WHAT NEEDS TO BE DONE: The listing below has to be output exactly as given, less its pictures.

§

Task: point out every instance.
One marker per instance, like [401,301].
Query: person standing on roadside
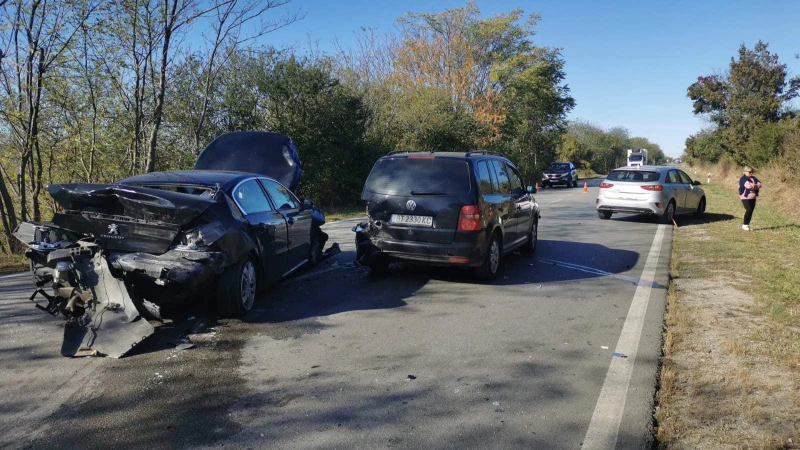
[748,191]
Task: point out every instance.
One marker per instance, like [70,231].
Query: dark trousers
[749,207]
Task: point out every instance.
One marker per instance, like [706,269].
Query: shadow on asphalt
[356,289]
[682,220]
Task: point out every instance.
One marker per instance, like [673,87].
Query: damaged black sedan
[146,244]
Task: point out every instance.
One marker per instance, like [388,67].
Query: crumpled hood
[270,154]
[135,202]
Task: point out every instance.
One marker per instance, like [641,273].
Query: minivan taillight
[469,219]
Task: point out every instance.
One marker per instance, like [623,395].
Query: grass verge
[731,368]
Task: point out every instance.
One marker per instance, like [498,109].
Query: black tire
[315,252]
[533,238]
[491,263]
[669,213]
[379,265]
[238,287]
[701,208]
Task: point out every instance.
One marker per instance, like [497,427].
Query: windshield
[419,176]
[559,167]
[635,176]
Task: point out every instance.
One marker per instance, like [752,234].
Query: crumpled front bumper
[175,266]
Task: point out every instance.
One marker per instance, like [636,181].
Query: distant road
[336,358]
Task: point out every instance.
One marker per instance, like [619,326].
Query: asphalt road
[336,358]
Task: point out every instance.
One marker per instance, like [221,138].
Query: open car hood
[131,201]
[270,154]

§

TASK RESPONSE:
Task: point out every instance.
One marker per instance, like [401,301].
Query: person standing on roadside
[748,191]
Task: point out every instance.
One marker per instance, like [70,231].
Query: dark trousers
[749,207]
Task: point out every instance.
One marker per instance, like [706,269].
Query: shadow on asphalt
[356,289]
[682,220]
Task: point out every instance.
One marker per instance, like [673,87].
Query: damaged black sedan
[146,244]
Task: point out every instance.
One marker per instance, like [388,67].
Query: crumpled hood
[270,154]
[135,202]
Task: point out every instance.
One marker per instance, like [641,273].
Query: minivan taillight
[469,219]
Task: point out every instance.
One marker per instance, like [623,395].
Query: grass verge
[731,368]
Task: point out every instance.
One marker per instance, like [498,109].
Query: black tire
[315,252]
[533,238]
[491,263]
[669,213]
[379,265]
[238,287]
[701,208]
Task: point out every instance.
One marker per instance, like [497,427].
Query: windshield
[419,176]
[559,167]
[635,176]
Task: point out every instance.
One marker per instance, like [752,234].
Query: crumpled front bumper
[175,266]
Task: point out every instance.
One marker per instance, like [636,181].
Query: distant road
[336,358]
Task: point out every instance.
One marker per instance, like [619,326].
Query: asphalt road
[336,358]
Task: point out every instance.
One marker per instance, like [221,138].
Query: open car hood
[131,201]
[270,154]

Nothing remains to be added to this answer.